**DESCRIPTION OF THE TASK**
Each line of the entries below that includes "Mark" belongs in your answer.

Point localization data:
○ ○ ○

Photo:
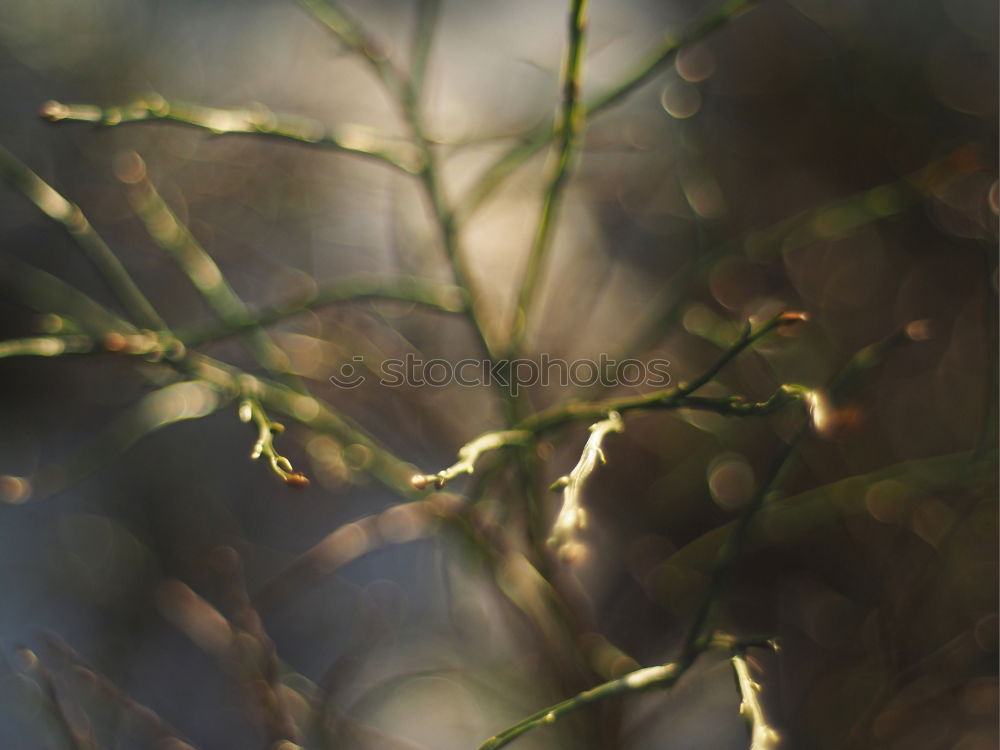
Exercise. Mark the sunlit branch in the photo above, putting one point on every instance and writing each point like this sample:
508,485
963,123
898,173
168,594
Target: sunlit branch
357,39
76,738
423,35
41,291
468,455
46,346
572,517
678,397
255,121
250,410
534,142
241,648
661,676
354,37
166,406
762,736
176,239
71,218
732,548
438,297
566,132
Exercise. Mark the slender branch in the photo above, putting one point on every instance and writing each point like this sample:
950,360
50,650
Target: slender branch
820,402
142,715
251,410
353,36
661,676
45,293
468,454
69,216
166,406
572,517
680,396
534,142
176,239
255,121
438,297
423,36
762,736
671,398
567,131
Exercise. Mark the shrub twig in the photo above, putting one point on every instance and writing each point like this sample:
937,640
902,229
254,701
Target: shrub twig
572,517
256,121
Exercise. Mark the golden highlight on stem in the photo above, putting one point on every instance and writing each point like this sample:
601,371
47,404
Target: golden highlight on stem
468,454
762,736
572,517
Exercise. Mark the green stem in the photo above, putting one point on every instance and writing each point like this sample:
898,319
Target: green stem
534,142
68,215
567,132
257,121
433,296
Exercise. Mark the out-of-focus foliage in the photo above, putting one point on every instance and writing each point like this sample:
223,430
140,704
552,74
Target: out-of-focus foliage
832,156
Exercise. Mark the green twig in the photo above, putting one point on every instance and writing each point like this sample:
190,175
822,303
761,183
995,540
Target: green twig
468,454
762,735
251,410
432,296
256,121
572,517
534,142
70,217
166,406
566,132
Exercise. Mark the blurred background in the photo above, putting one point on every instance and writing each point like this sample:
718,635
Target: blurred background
833,156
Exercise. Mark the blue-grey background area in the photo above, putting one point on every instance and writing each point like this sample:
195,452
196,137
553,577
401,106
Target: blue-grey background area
889,631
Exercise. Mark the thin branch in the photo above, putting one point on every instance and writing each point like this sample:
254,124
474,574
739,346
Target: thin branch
45,293
567,131
680,396
661,676
534,142
74,737
166,406
762,735
468,454
144,716
255,121
354,37
357,39
433,296
46,346
176,239
251,410
69,216
572,517
423,36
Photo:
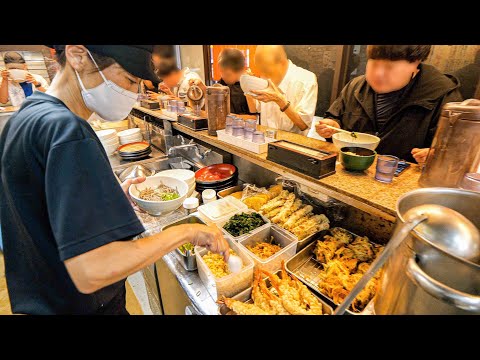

○ ○ ○

**RESPONSE TO THIS EXERCISE**
Exercise. Mark the sunlit branch in the photo above, putting one point on every instance and writing each point like this sample:
Exercise. Mark the slender branch in the photo above, putting one point on every instance and writing each point like this sample:
Exercise. Mark the shrub twig in the photo above, putting one point on every instance and writing each point like this sample:
Exercise. Mark the golden highlight on stem in the photo above, putting one point on every instance and writing each point like this sample:
Exercise. Mark the green stem in the photo above, putting one point on every instance and writing each point like this sample:
Exercise. Mark the out-of-focus foliage in the photo above, putting one point on every instance and writing each point like this sample:
Exercise. Mark the green twig in the photo above, putting one point on every instance and writing each point like this sample:
Exercise. Mark the blurred background in the photo above, putting one point on every instance and writing each point like this sample:
Exercise. Mark the blue-grey background area in the photo above, putting one point on every instance and writing each point like this sample:
Exercise. Mark the thin branch in the photo above, putting one point on every instance and writing each point like this sample:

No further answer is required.